演習用本文:
>>>
出産時の痛みを麻酔で和らげる「無痛分娩」や「和痛分娩」の事故に注目が集まる中、医療分野のリサーチを手がけるアンテリオは全国の産婦人科医180人を対象に実施状況を調査。5月10日に結果を発表した。
総合病院では、34%が患者の希望により無痛・和痛分娩を実施していることがわかった。医師が判断した場合のみ実施している病院は29%で、38%では実施していなかった。
産婦人科専門病院・診療所では、麻酔専門医が麻酔するのは1割以下
一方、産婦人科専門病院・診療所では、患者の希望があれば実施する施設が50%に上っている。医師が判断した場合のみ行う施設が16%、実施をしていない施設が35%だった。
無痛・和痛分娩を行う際、麻酔専門医が麻酔を担当する病院の割合は総合病院でも35%に留まり、産婦人科専門病院では8%にすぎない。帝王切開の場合でも、麻酔専門医が担当するのは総合病院で53%、専門病院では9%となっている。
無痛・和痛分娩を行っている医療機関に、実際に実施している対応を聞くと、最も多かったのは、「妊産婦に対し説明書を整備し、同意書を保存する」の83%だった。また「酸素ボンベなどの蘇生設備を使える状態で管理」している医師も69%に上る。
「マニュアルを作成する」については84%の医師が理想だとしながらも、実際に実施しているのは53%に留まっている。「麻酔を担当する医師は、定期的に産科麻酔の研修を受講する」ことが理想と答えた医師は58%にもなるが、実施しているのは19%。安全に無痛分娩を行うためにはまだまだ課題があるのが現状のようだ。
無痛分娩については、妊婦や新生児が死亡したり、障害を負ったりする事故が続発している。2017年10月にも、31歳の女性が帝王切開で出産中に呼吸困難に陥って亡くなった。
そのため今年3月には厚生労働省が安全性を確立するための提言を発表。麻酔に習熟した常勤医が麻酔管理者として責任を持つことなどを求めた。同省は初の実態調査にも乗り出している。
日本産科麻酔学会によると、日本では無痛分娩の割合はまだ2.6%にすぎない。一方、アメリカでは約61%(2008年)、フランスでは約80%(2010年)に上っている。また、イギリスでも23%(06年)、ドイツでも18%(02~03年)の女性が無痛分娩を行っている。
<<<
項目一覧:
>>>
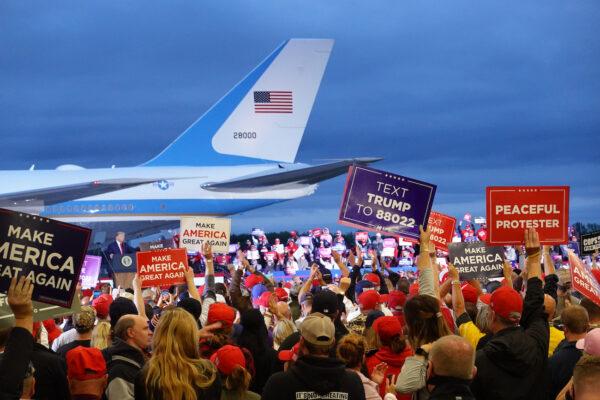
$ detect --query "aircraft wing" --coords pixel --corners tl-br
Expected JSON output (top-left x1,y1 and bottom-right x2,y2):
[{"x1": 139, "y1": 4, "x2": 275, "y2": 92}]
[
  {"x1": 0, "y1": 178, "x2": 163, "y2": 207},
  {"x1": 202, "y1": 158, "x2": 381, "y2": 192}
]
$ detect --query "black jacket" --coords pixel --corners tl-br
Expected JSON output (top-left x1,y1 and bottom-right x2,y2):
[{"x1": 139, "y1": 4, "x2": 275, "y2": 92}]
[
  {"x1": 471, "y1": 278, "x2": 550, "y2": 400},
  {"x1": 0, "y1": 327, "x2": 33, "y2": 400},
  {"x1": 547, "y1": 339, "x2": 582, "y2": 399},
  {"x1": 262, "y1": 356, "x2": 365, "y2": 400},
  {"x1": 31, "y1": 343, "x2": 71, "y2": 400},
  {"x1": 427, "y1": 376, "x2": 475, "y2": 400},
  {"x1": 102, "y1": 338, "x2": 146, "y2": 400}
]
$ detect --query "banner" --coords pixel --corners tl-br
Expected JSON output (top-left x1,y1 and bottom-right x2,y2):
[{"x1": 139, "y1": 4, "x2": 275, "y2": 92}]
[
  {"x1": 0, "y1": 294, "x2": 81, "y2": 329},
  {"x1": 319, "y1": 247, "x2": 331, "y2": 258},
  {"x1": 429, "y1": 211, "x2": 456, "y2": 251},
  {"x1": 338, "y1": 166, "x2": 436, "y2": 239},
  {"x1": 179, "y1": 216, "x2": 231, "y2": 253},
  {"x1": 486, "y1": 186, "x2": 569, "y2": 245},
  {"x1": 579, "y1": 231, "x2": 600, "y2": 256},
  {"x1": 79, "y1": 254, "x2": 102, "y2": 289},
  {"x1": 354, "y1": 232, "x2": 369, "y2": 243},
  {"x1": 569, "y1": 250, "x2": 600, "y2": 306},
  {"x1": 136, "y1": 249, "x2": 188, "y2": 287},
  {"x1": 140, "y1": 239, "x2": 175, "y2": 251},
  {"x1": 383, "y1": 238, "x2": 398, "y2": 249},
  {"x1": 0, "y1": 209, "x2": 91, "y2": 307},
  {"x1": 110, "y1": 254, "x2": 136, "y2": 273},
  {"x1": 448, "y1": 242, "x2": 504, "y2": 280}
]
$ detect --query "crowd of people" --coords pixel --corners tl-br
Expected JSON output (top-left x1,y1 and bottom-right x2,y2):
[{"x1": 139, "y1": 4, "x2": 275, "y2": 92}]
[{"x1": 0, "y1": 229, "x2": 600, "y2": 400}]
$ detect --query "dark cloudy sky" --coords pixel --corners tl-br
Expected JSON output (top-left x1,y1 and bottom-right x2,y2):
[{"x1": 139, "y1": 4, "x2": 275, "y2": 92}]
[{"x1": 0, "y1": 0, "x2": 600, "y2": 231}]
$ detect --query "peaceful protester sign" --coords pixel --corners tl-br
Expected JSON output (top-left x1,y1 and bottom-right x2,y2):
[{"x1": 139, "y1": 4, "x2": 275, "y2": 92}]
[
  {"x1": 580, "y1": 231, "x2": 600, "y2": 256},
  {"x1": 338, "y1": 166, "x2": 436, "y2": 239},
  {"x1": 448, "y1": 242, "x2": 504, "y2": 280},
  {"x1": 0, "y1": 209, "x2": 91, "y2": 307}
]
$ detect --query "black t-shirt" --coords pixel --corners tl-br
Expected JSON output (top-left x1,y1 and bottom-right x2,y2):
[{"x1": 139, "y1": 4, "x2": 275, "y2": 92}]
[{"x1": 56, "y1": 339, "x2": 92, "y2": 358}]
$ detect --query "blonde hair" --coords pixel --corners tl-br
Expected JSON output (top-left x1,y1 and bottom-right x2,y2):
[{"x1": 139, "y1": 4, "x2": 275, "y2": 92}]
[
  {"x1": 336, "y1": 333, "x2": 367, "y2": 368},
  {"x1": 91, "y1": 321, "x2": 110, "y2": 350},
  {"x1": 145, "y1": 308, "x2": 217, "y2": 400},
  {"x1": 273, "y1": 319, "x2": 296, "y2": 350}
]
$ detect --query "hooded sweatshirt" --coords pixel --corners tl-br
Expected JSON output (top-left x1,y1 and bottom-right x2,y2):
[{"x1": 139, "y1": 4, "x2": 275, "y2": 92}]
[
  {"x1": 367, "y1": 346, "x2": 413, "y2": 400},
  {"x1": 262, "y1": 356, "x2": 365, "y2": 400},
  {"x1": 102, "y1": 338, "x2": 146, "y2": 400},
  {"x1": 472, "y1": 278, "x2": 549, "y2": 400}
]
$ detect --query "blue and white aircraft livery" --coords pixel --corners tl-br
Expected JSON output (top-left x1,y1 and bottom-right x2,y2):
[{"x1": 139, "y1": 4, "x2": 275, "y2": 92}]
[{"x1": 0, "y1": 39, "x2": 377, "y2": 228}]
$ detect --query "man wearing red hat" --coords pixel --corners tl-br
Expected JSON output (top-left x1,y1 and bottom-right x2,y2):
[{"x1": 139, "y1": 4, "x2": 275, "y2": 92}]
[
  {"x1": 472, "y1": 228, "x2": 549, "y2": 400},
  {"x1": 67, "y1": 346, "x2": 107, "y2": 400}
]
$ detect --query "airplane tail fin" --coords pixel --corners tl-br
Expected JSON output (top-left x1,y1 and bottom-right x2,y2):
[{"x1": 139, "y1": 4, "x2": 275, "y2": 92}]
[{"x1": 144, "y1": 39, "x2": 333, "y2": 166}]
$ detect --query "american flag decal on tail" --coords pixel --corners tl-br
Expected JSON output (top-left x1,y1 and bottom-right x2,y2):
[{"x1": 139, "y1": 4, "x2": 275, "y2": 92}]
[{"x1": 254, "y1": 90, "x2": 294, "y2": 114}]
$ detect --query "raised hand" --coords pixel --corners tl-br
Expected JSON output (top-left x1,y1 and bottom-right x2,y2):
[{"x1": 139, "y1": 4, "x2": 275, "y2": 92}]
[
  {"x1": 419, "y1": 225, "x2": 431, "y2": 247},
  {"x1": 525, "y1": 228, "x2": 540, "y2": 256},
  {"x1": 371, "y1": 363, "x2": 388, "y2": 385},
  {"x1": 448, "y1": 263, "x2": 459, "y2": 281},
  {"x1": 7, "y1": 276, "x2": 33, "y2": 319},
  {"x1": 202, "y1": 242, "x2": 212, "y2": 260}
]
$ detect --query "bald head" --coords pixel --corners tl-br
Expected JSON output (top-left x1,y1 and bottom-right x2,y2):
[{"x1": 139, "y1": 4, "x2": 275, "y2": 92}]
[
  {"x1": 429, "y1": 335, "x2": 475, "y2": 380},
  {"x1": 544, "y1": 294, "x2": 556, "y2": 321},
  {"x1": 277, "y1": 301, "x2": 292, "y2": 319}
]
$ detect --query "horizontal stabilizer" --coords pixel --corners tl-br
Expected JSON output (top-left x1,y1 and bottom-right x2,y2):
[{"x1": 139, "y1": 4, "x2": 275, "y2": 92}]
[
  {"x1": 203, "y1": 158, "x2": 381, "y2": 192},
  {"x1": 0, "y1": 178, "x2": 166, "y2": 207}
]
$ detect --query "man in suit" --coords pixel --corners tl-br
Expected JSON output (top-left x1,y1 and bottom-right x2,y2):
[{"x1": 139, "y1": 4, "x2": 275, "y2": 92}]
[{"x1": 106, "y1": 232, "x2": 135, "y2": 260}]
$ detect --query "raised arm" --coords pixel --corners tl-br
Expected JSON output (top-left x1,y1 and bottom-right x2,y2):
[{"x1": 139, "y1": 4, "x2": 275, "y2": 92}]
[
  {"x1": 331, "y1": 250, "x2": 350, "y2": 278},
  {"x1": 131, "y1": 274, "x2": 148, "y2": 319},
  {"x1": 448, "y1": 263, "x2": 465, "y2": 318}
]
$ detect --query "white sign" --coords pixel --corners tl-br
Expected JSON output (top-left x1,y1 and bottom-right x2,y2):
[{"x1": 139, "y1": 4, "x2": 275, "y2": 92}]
[{"x1": 179, "y1": 216, "x2": 231, "y2": 253}]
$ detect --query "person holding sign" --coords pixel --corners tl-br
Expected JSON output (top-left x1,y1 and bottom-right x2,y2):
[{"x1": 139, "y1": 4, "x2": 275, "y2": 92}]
[
  {"x1": 0, "y1": 276, "x2": 33, "y2": 399},
  {"x1": 472, "y1": 228, "x2": 549, "y2": 400}
]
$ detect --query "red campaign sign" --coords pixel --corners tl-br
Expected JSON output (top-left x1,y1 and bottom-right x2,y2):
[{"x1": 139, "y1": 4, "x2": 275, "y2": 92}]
[
  {"x1": 569, "y1": 250, "x2": 600, "y2": 306},
  {"x1": 355, "y1": 232, "x2": 369, "y2": 243},
  {"x1": 427, "y1": 211, "x2": 456, "y2": 251},
  {"x1": 135, "y1": 248, "x2": 188, "y2": 287},
  {"x1": 486, "y1": 186, "x2": 569, "y2": 246}
]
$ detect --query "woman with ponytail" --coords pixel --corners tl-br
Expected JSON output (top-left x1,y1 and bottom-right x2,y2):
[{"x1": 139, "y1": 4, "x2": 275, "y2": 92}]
[
  {"x1": 210, "y1": 345, "x2": 260, "y2": 400},
  {"x1": 395, "y1": 227, "x2": 452, "y2": 400},
  {"x1": 336, "y1": 333, "x2": 396, "y2": 400},
  {"x1": 135, "y1": 308, "x2": 221, "y2": 400},
  {"x1": 367, "y1": 316, "x2": 413, "y2": 400}
]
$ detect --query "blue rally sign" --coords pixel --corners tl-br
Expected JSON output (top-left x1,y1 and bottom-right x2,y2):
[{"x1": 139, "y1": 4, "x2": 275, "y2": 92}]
[
  {"x1": 338, "y1": 166, "x2": 436, "y2": 239},
  {"x1": 0, "y1": 209, "x2": 91, "y2": 308}
]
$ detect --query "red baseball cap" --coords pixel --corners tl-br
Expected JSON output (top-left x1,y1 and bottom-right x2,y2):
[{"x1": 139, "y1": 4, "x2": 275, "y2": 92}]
[
  {"x1": 592, "y1": 269, "x2": 600, "y2": 283},
  {"x1": 206, "y1": 303, "x2": 235, "y2": 326},
  {"x1": 408, "y1": 281, "x2": 419, "y2": 297},
  {"x1": 275, "y1": 288, "x2": 289, "y2": 301},
  {"x1": 460, "y1": 283, "x2": 479, "y2": 304},
  {"x1": 363, "y1": 272, "x2": 381, "y2": 286},
  {"x1": 92, "y1": 293, "x2": 113, "y2": 319},
  {"x1": 256, "y1": 291, "x2": 273, "y2": 307},
  {"x1": 373, "y1": 317, "x2": 402, "y2": 340},
  {"x1": 387, "y1": 290, "x2": 406, "y2": 311},
  {"x1": 67, "y1": 346, "x2": 106, "y2": 381},
  {"x1": 244, "y1": 274, "x2": 263, "y2": 289},
  {"x1": 490, "y1": 286, "x2": 523, "y2": 322},
  {"x1": 277, "y1": 343, "x2": 300, "y2": 362},
  {"x1": 479, "y1": 293, "x2": 492, "y2": 306},
  {"x1": 358, "y1": 290, "x2": 381, "y2": 310},
  {"x1": 42, "y1": 319, "x2": 62, "y2": 343},
  {"x1": 210, "y1": 344, "x2": 246, "y2": 375}
]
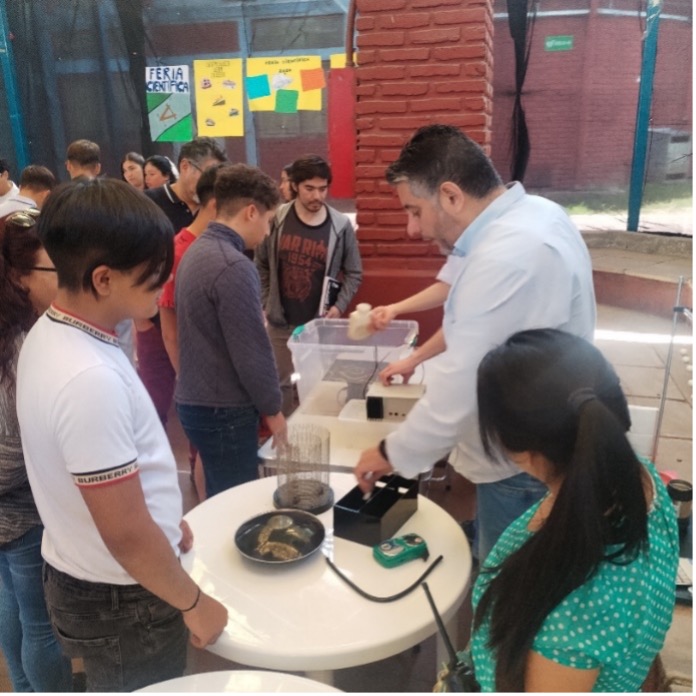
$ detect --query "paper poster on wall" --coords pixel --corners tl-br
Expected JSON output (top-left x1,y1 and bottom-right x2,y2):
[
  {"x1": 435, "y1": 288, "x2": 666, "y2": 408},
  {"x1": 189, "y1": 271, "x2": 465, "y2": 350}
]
[
  {"x1": 193, "y1": 58, "x2": 244, "y2": 137},
  {"x1": 245, "y1": 56, "x2": 326, "y2": 114},
  {"x1": 145, "y1": 65, "x2": 193, "y2": 143}
]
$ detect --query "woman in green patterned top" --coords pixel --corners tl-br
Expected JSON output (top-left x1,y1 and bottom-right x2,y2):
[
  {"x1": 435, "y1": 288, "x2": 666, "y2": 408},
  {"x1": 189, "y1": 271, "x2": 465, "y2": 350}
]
[{"x1": 471, "y1": 329, "x2": 679, "y2": 692}]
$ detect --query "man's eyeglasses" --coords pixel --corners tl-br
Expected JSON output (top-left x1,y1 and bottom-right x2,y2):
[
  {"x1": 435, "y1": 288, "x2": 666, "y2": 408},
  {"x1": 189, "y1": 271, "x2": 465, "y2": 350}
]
[{"x1": 5, "y1": 208, "x2": 40, "y2": 229}]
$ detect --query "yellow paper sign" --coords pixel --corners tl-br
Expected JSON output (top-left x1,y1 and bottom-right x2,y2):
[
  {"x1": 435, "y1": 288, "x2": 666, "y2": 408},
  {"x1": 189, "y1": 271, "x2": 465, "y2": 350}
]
[
  {"x1": 193, "y1": 58, "x2": 244, "y2": 138},
  {"x1": 245, "y1": 56, "x2": 326, "y2": 113}
]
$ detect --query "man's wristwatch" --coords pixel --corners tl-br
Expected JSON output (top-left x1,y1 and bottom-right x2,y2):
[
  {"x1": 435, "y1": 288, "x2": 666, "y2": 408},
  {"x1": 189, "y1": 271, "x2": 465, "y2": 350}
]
[{"x1": 377, "y1": 440, "x2": 389, "y2": 462}]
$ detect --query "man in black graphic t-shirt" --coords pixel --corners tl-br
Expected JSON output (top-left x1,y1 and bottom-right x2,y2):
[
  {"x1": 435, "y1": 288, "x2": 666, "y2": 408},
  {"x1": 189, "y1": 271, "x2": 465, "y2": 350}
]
[{"x1": 255, "y1": 155, "x2": 362, "y2": 416}]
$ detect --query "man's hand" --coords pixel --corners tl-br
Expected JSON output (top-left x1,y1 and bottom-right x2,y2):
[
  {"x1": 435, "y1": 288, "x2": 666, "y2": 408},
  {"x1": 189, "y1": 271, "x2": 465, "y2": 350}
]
[
  {"x1": 266, "y1": 411, "x2": 288, "y2": 448},
  {"x1": 353, "y1": 447, "x2": 394, "y2": 493},
  {"x1": 183, "y1": 592, "x2": 227, "y2": 648},
  {"x1": 379, "y1": 354, "x2": 420, "y2": 387},
  {"x1": 324, "y1": 305, "x2": 341, "y2": 319},
  {"x1": 179, "y1": 520, "x2": 193, "y2": 553},
  {"x1": 370, "y1": 305, "x2": 398, "y2": 331}
]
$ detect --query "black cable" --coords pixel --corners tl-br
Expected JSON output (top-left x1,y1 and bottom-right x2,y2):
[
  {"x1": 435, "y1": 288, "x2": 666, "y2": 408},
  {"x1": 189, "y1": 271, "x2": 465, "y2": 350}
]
[{"x1": 326, "y1": 555, "x2": 442, "y2": 604}]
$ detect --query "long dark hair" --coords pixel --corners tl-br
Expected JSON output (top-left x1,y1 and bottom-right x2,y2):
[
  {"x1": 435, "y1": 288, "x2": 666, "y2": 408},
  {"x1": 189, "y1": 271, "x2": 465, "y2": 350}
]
[
  {"x1": 474, "y1": 329, "x2": 648, "y2": 691},
  {"x1": 0, "y1": 216, "x2": 41, "y2": 384}
]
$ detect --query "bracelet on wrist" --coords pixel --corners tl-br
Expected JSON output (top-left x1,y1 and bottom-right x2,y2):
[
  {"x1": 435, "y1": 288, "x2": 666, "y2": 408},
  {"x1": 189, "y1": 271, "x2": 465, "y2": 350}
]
[
  {"x1": 181, "y1": 585, "x2": 201, "y2": 614},
  {"x1": 377, "y1": 440, "x2": 389, "y2": 462}
]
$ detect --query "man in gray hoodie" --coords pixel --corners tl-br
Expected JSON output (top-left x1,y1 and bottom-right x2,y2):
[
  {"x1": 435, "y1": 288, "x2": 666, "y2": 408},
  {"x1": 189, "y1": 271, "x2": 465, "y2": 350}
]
[
  {"x1": 255, "y1": 155, "x2": 362, "y2": 416},
  {"x1": 174, "y1": 164, "x2": 286, "y2": 497}
]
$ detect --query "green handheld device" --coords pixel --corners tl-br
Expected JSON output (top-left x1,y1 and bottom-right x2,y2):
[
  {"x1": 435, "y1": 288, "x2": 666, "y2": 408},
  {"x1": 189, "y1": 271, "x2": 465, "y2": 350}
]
[{"x1": 372, "y1": 534, "x2": 430, "y2": 568}]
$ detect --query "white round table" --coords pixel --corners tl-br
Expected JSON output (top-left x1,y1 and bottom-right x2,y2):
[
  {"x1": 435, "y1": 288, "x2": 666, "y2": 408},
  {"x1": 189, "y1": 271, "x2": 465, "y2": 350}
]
[
  {"x1": 138, "y1": 669, "x2": 339, "y2": 694},
  {"x1": 182, "y1": 474, "x2": 471, "y2": 682}
]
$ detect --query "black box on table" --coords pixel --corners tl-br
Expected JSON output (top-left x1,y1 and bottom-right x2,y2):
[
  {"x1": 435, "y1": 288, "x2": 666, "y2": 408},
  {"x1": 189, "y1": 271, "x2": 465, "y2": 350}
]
[{"x1": 334, "y1": 474, "x2": 418, "y2": 546}]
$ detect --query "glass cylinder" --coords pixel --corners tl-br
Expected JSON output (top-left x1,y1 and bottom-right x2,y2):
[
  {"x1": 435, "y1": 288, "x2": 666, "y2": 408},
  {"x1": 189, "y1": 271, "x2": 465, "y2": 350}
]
[{"x1": 273, "y1": 423, "x2": 334, "y2": 515}]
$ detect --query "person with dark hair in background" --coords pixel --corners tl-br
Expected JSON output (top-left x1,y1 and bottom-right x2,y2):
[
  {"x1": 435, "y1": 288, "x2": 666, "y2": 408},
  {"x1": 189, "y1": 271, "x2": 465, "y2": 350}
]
[
  {"x1": 0, "y1": 164, "x2": 56, "y2": 217},
  {"x1": 145, "y1": 137, "x2": 227, "y2": 230},
  {"x1": 255, "y1": 155, "x2": 362, "y2": 416},
  {"x1": 0, "y1": 210, "x2": 72, "y2": 692},
  {"x1": 0, "y1": 158, "x2": 19, "y2": 205},
  {"x1": 278, "y1": 162, "x2": 297, "y2": 203},
  {"x1": 17, "y1": 179, "x2": 227, "y2": 691},
  {"x1": 356, "y1": 125, "x2": 596, "y2": 561},
  {"x1": 159, "y1": 163, "x2": 225, "y2": 501},
  {"x1": 143, "y1": 155, "x2": 179, "y2": 188},
  {"x1": 471, "y1": 329, "x2": 679, "y2": 693},
  {"x1": 65, "y1": 139, "x2": 101, "y2": 179},
  {"x1": 139, "y1": 138, "x2": 226, "y2": 425},
  {"x1": 175, "y1": 164, "x2": 286, "y2": 497},
  {"x1": 121, "y1": 152, "x2": 145, "y2": 191}
]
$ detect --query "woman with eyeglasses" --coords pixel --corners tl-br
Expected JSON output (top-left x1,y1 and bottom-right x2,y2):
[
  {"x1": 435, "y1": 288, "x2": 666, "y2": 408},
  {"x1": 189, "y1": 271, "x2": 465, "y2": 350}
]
[
  {"x1": 144, "y1": 155, "x2": 179, "y2": 188},
  {"x1": 0, "y1": 209, "x2": 72, "y2": 691},
  {"x1": 121, "y1": 152, "x2": 145, "y2": 191}
]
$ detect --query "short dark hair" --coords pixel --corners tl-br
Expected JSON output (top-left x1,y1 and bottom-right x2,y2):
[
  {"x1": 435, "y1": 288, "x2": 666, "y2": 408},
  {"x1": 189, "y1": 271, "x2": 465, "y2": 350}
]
[
  {"x1": 288, "y1": 155, "x2": 332, "y2": 185},
  {"x1": 196, "y1": 162, "x2": 225, "y2": 205},
  {"x1": 386, "y1": 124, "x2": 503, "y2": 199},
  {"x1": 67, "y1": 140, "x2": 101, "y2": 167},
  {"x1": 37, "y1": 178, "x2": 174, "y2": 292},
  {"x1": 0, "y1": 213, "x2": 41, "y2": 386},
  {"x1": 143, "y1": 155, "x2": 179, "y2": 184},
  {"x1": 121, "y1": 151, "x2": 145, "y2": 168},
  {"x1": 215, "y1": 164, "x2": 280, "y2": 215},
  {"x1": 19, "y1": 164, "x2": 56, "y2": 191},
  {"x1": 178, "y1": 136, "x2": 227, "y2": 166}
]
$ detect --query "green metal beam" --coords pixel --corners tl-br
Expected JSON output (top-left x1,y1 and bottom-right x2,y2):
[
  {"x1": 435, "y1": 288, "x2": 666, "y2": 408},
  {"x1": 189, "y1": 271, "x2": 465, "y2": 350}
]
[
  {"x1": 626, "y1": 0, "x2": 662, "y2": 232},
  {"x1": 0, "y1": 0, "x2": 29, "y2": 170}
]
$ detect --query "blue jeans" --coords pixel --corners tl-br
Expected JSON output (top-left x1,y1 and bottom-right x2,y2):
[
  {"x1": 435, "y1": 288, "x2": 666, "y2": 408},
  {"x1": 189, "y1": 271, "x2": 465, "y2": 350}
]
[
  {"x1": 476, "y1": 472, "x2": 548, "y2": 563},
  {"x1": 0, "y1": 525, "x2": 72, "y2": 691},
  {"x1": 44, "y1": 564, "x2": 188, "y2": 691},
  {"x1": 176, "y1": 404, "x2": 259, "y2": 498}
]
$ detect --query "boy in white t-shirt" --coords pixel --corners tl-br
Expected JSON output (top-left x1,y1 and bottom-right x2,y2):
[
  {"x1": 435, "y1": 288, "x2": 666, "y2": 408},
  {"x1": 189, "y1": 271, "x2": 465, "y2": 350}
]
[{"x1": 17, "y1": 179, "x2": 227, "y2": 691}]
<<<
課題 1: 本文から、「そのため今年3月には厚生労働」を含む語句で始まり「女性が無痛分娩を行っている。」で終わる部分を、一字一句違えずに書き写しなさい。
課題 2:
次の(a)〜(c)がそれぞれ本文の内容と一致するかどうかを「はい」か「いいえ」で答え、判断の根拠となる本文の言葉をそのまま引用しなさい。
(a) 総合病院のうち、患者の希望によって無痛・和痛分娩を実施しているのは34%である。
(b) 産婦人科専門病院では、帝王切開の際に麻酔専門医が麻酔を担当する割合が半数を超えている。
(c) 日本産科麻酔学会によれば、フランスで無痛分娩を行う割合は約61%である。

解答 1:
そのため今年3月には厚生労働省が安全性を確立するための提言を発表。麻酔に習熟した常勤医が麻酔管理者として責任を持つことなどを求めた。同省は初の実態調査にも乗り出している。
日本産科麻酔学会によると、日本では無痛分娩の割合はまだ2.6%にすぎない。一方、アメリカでは約61%(2008年)、フランスでは約80%(2010年)に上っている。また、イギリスでも23%(06年)、ドイツでも18%(02~03年)の女性が無痛分娩を行っている。

解答 2:
(a) はい。「総合病院では、34%が患者の希望により無痛・和痛分娩を実施していることがわかった。」
(b) いいえ。「帝王切開の場合でも、麻酔専門医が担当するのは総合病院で53%、専門病院では9%となっている。」
(c) いいえ。「フランスでは約80%(2010年)に上っている。」